Of the records that follow, copy only the lines from the line containing "box: [908, 534, 1920, 905]" to the line containing "598L1564 776L964 811L908", both included, exactly as written.

(Stored entries)
......

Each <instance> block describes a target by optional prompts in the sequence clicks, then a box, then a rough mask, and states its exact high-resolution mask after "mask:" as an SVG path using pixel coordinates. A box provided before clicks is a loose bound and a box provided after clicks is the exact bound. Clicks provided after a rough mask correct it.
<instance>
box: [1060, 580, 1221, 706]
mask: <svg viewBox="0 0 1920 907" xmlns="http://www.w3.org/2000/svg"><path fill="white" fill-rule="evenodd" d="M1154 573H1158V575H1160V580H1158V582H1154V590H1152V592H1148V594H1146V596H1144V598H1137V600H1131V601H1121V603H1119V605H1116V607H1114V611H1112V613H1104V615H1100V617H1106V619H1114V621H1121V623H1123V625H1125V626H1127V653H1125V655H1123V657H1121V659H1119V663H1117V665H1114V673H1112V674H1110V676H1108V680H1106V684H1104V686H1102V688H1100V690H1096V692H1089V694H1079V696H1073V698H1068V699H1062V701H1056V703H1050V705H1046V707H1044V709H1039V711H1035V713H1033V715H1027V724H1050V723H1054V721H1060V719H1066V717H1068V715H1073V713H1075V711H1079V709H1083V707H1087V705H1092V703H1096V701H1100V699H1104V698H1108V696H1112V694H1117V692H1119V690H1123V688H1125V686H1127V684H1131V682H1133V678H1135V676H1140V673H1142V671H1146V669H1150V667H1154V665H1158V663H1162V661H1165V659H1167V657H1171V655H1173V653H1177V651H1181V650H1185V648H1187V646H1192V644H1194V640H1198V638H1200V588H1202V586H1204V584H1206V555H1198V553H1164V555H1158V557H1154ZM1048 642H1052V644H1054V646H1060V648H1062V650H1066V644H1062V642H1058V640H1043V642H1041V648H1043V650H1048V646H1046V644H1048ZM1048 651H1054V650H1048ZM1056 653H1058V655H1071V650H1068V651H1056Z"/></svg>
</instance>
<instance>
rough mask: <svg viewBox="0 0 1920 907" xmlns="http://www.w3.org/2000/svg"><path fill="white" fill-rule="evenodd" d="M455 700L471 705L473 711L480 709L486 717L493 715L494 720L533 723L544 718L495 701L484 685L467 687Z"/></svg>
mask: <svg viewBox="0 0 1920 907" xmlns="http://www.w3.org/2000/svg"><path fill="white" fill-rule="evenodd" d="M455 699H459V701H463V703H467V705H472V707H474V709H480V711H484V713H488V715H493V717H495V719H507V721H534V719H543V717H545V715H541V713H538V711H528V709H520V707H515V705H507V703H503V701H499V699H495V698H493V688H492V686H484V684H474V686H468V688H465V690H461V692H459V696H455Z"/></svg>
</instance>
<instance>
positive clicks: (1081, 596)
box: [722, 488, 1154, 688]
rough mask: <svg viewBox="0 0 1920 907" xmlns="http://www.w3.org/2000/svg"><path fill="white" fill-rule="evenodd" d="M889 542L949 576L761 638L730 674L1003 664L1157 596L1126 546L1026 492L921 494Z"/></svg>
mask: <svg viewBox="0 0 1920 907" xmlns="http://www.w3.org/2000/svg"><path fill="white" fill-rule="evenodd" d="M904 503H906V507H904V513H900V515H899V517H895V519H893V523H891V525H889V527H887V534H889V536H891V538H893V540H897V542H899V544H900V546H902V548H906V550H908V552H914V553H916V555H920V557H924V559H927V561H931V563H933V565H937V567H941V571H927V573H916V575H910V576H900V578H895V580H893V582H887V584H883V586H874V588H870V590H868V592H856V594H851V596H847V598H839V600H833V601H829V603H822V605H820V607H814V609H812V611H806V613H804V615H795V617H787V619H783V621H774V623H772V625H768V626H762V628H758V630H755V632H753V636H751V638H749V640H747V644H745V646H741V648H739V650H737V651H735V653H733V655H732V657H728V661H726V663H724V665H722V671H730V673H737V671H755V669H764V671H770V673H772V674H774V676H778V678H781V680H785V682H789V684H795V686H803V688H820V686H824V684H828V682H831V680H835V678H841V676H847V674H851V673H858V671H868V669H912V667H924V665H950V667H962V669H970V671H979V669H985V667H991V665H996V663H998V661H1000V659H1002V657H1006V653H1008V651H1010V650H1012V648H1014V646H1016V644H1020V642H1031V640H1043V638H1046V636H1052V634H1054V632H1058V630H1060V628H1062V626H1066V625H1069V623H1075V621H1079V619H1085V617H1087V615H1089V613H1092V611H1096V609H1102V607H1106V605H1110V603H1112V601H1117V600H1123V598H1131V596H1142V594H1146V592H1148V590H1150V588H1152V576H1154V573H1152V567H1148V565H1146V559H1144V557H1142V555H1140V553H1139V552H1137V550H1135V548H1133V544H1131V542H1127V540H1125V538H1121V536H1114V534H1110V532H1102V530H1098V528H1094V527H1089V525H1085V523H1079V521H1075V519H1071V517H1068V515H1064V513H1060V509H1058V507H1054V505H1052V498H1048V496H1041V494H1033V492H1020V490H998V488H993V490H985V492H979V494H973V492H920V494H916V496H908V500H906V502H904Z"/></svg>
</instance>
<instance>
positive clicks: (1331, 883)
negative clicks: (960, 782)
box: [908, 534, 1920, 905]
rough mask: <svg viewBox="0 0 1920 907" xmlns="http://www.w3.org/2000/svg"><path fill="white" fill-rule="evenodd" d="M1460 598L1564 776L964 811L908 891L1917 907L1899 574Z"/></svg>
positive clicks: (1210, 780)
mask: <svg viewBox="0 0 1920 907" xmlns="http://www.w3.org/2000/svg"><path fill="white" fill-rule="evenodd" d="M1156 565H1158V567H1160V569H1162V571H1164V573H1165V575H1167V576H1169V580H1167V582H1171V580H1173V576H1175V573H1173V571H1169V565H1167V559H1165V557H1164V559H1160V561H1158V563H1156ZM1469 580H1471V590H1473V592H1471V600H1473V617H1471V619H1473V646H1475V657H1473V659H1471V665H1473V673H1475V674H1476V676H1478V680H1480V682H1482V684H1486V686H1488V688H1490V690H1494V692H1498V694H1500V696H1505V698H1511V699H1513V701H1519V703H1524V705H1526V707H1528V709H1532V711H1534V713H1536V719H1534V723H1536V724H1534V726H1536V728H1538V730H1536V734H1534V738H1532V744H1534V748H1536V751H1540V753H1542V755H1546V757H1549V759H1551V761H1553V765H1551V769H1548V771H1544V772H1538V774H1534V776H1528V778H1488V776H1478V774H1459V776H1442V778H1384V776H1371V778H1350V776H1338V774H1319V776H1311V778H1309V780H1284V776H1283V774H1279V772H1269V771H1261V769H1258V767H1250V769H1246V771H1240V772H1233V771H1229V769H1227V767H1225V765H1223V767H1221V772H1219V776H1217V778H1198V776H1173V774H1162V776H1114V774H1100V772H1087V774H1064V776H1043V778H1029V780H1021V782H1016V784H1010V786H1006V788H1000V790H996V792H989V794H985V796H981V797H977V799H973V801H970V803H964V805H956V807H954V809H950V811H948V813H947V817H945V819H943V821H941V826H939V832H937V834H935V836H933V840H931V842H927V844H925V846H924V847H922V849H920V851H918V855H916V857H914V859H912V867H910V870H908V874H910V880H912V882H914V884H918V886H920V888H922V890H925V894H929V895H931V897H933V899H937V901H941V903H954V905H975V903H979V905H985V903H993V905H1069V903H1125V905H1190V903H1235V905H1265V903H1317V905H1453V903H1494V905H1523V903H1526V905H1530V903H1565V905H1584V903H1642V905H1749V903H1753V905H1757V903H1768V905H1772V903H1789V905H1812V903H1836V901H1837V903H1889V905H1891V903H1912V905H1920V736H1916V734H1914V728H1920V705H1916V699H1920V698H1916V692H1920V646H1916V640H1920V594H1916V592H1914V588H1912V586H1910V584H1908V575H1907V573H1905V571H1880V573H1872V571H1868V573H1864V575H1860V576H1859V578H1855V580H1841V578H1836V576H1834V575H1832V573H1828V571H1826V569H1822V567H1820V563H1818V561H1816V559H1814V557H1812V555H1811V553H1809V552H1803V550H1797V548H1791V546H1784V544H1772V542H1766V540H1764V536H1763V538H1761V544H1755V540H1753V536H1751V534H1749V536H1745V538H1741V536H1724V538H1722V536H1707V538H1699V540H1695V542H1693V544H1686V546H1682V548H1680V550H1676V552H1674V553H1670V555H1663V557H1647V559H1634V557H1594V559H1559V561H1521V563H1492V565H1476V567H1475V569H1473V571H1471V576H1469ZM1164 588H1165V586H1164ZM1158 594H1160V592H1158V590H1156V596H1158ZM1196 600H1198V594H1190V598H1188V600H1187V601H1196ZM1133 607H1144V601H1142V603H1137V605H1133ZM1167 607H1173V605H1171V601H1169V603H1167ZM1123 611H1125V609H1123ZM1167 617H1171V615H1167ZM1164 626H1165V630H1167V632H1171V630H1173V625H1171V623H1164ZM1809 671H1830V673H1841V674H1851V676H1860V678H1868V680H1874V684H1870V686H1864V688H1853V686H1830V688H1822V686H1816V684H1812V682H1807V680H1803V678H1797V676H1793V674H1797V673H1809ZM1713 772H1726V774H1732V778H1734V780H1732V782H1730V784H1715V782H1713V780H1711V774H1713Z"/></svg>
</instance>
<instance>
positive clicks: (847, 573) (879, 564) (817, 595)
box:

......

(Written solution):
box: [908, 534, 1920, 905]
rough mask: <svg viewBox="0 0 1920 907" xmlns="http://www.w3.org/2000/svg"><path fill="white" fill-rule="evenodd" d="M1460 598L1564 776L964 811L908 891L1917 907L1899 574Z"/></svg>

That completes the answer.